### [Information]
<<<<

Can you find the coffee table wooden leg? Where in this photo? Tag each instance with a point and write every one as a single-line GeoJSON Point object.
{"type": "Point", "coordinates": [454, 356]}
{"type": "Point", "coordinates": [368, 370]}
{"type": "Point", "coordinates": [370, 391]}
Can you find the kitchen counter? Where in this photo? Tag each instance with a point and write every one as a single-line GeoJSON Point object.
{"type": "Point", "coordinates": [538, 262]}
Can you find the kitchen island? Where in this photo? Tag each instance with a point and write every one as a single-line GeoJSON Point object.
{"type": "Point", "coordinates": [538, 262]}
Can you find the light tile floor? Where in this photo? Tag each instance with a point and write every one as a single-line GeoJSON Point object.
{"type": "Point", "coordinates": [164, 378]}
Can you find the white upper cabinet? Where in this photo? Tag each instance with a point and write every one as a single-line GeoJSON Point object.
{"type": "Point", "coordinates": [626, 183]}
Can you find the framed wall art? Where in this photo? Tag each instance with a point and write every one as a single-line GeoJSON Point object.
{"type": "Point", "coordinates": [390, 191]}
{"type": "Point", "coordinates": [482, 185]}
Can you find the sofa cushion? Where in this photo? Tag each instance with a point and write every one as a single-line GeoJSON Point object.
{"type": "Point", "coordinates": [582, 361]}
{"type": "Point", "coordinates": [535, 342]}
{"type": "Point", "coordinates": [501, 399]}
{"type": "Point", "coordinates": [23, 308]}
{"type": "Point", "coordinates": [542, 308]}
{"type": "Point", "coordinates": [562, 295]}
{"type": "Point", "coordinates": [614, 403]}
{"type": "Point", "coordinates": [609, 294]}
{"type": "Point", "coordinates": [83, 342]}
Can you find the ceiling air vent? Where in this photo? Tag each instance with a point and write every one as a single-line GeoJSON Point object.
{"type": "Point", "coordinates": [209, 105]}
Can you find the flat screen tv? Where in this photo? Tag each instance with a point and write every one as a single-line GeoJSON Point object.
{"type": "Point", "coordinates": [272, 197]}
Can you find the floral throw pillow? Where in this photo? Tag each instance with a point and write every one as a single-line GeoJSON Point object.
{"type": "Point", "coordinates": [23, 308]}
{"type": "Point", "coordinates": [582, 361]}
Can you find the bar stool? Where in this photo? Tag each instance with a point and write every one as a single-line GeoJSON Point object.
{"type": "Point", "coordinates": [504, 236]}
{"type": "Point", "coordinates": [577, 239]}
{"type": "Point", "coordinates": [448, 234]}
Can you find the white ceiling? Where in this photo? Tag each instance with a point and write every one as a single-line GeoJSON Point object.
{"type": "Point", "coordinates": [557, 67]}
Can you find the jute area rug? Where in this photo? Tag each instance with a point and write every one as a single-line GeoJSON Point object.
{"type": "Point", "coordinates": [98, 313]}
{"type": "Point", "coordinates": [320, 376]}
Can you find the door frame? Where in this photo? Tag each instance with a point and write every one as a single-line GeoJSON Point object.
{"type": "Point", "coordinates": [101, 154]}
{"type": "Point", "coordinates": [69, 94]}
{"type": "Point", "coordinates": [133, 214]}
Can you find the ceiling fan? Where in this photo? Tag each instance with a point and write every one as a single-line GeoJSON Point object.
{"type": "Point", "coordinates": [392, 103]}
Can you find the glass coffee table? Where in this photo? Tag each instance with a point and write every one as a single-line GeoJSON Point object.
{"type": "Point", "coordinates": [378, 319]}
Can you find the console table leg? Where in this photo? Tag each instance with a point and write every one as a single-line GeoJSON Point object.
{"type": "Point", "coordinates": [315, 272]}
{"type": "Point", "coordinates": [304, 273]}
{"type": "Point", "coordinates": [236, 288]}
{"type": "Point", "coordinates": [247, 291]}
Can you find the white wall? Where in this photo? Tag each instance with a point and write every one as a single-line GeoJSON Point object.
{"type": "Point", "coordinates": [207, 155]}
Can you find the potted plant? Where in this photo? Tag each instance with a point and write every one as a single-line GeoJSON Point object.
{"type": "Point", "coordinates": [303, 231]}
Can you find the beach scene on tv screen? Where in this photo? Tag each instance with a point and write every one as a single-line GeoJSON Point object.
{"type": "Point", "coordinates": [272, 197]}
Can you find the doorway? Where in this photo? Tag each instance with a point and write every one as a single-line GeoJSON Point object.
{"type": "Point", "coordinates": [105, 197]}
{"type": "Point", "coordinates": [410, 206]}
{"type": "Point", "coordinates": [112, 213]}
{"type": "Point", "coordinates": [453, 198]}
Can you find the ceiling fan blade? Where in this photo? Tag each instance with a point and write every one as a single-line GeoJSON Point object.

>>>>

### [What the exercise asks]
Give again each line shown above, keeping every word as it is.

### [Answer space]
Can you find the coffee table wooden leg? Where in this photo? Tag each instance with a point and write every one as a single-line GeoJSON Point object.
{"type": "Point", "coordinates": [454, 356]}
{"type": "Point", "coordinates": [368, 370]}
{"type": "Point", "coordinates": [370, 391]}
Can you find the kitchen counter? Where in this photo? Tag each instance with a point and write every one as a single-line GeoJSON Point object.
{"type": "Point", "coordinates": [538, 262]}
Can you find the kitchen island? Where in this photo? Tag each instance with a point and write every one as a single-line GeoJSON Point object.
{"type": "Point", "coordinates": [538, 262]}
Can you find the light tile floor? Where in this photo? Tag each instance with a point and write every one as a single-line GeoJSON Point object.
{"type": "Point", "coordinates": [164, 378]}
Can you find the white upper cabinet? Where in this photo? Tag each instance with a point and write every one as a single-line GeoJSON Point object.
{"type": "Point", "coordinates": [626, 183]}
Can you find the framed wall art? Where in this photo? Tag each instance with a point and write every one as a single-line GeoJSON Point object.
{"type": "Point", "coordinates": [390, 191]}
{"type": "Point", "coordinates": [482, 185]}
Can you find the sofa cushion? Where in this photo? Tag each instance with a point and write every one as a single-line GeoJSON Point object.
{"type": "Point", "coordinates": [582, 361]}
{"type": "Point", "coordinates": [535, 342]}
{"type": "Point", "coordinates": [501, 399]}
{"type": "Point", "coordinates": [23, 308]}
{"type": "Point", "coordinates": [542, 308]}
{"type": "Point", "coordinates": [562, 295]}
{"type": "Point", "coordinates": [614, 403]}
{"type": "Point", "coordinates": [609, 294]}
{"type": "Point", "coordinates": [83, 342]}
Can you find the ceiling air vent? Where in this photo? Tag each instance with a point and write every one as a single-line GeoJSON Point object.
{"type": "Point", "coordinates": [209, 105]}
Can you find the flat screen tv? Where in this photo? Tag each instance with a point and write every one as a single-line GeoJSON Point object.
{"type": "Point", "coordinates": [272, 197]}
Can you find the floral throw pillow? Where in this photo? Tag each instance with a point and write every one as a single-line GeoJSON Point object.
{"type": "Point", "coordinates": [23, 308]}
{"type": "Point", "coordinates": [582, 361]}
Can you find the bar stool? Where in this photo? Tag each instance with a point and write every one as a single-line GeoJSON Point object.
{"type": "Point", "coordinates": [504, 236]}
{"type": "Point", "coordinates": [577, 239]}
{"type": "Point", "coordinates": [448, 234]}
Can you find the white ceiling? Where in this photo? Tag each instance with a point and write every one as a single-line GeoJSON Point object.
{"type": "Point", "coordinates": [557, 67]}
Can you find the jute area rug? Where in this photo? Tag each instance with a point and write every one as a single-line GeoJSON Point object.
{"type": "Point", "coordinates": [98, 313]}
{"type": "Point", "coordinates": [320, 376]}
Can you find the door frame? Where in this photo? Tag each instance with a point and write every one as a single-line GeoJSON Point object.
{"type": "Point", "coordinates": [101, 154]}
{"type": "Point", "coordinates": [69, 94]}
{"type": "Point", "coordinates": [133, 214]}
Can you find the ceiling fan? Where in this photo? Tag each instance with a point and write every one as a single-line GeoJSON Point object.
{"type": "Point", "coordinates": [392, 103]}
Can you find the glass coffee table? Where in this photo? Tag each instance with a point and write every one as a single-line GeoJSON Point object.
{"type": "Point", "coordinates": [378, 319]}
Can you find the console table leg? Where in this photo? Tag each instance with a point and write every one as a single-line GeoJSON Point object.
{"type": "Point", "coordinates": [315, 272]}
{"type": "Point", "coordinates": [304, 273]}
{"type": "Point", "coordinates": [236, 288]}
{"type": "Point", "coordinates": [247, 291]}
Can you find the white wall? Where in this photo? Tag each instance with a point and write every one as a single-line GeoJSON Point object.
{"type": "Point", "coordinates": [207, 155]}
Can you find the potted plant? Where in this photo? Tag each instance with a point and write every one as a single-line GeoJSON Point object.
{"type": "Point", "coordinates": [303, 231]}
Can you find the beach scene on tv screen? Where in this photo? Tag each instance with a point and write every one as a single-line GeoJSON Point object.
{"type": "Point", "coordinates": [272, 197]}
Can you find the doorway? Where in this photo? Tag each instance with a point and write every one as a single-line GeoJSON Point object.
{"type": "Point", "coordinates": [105, 197]}
{"type": "Point", "coordinates": [410, 206]}
{"type": "Point", "coordinates": [112, 213]}
{"type": "Point", "coordinates": [453, 198]}
Can you find the ceiling fan blade? Where in this photo? Tag each instance with a point and write every one as a single-line GeoJSON Point object.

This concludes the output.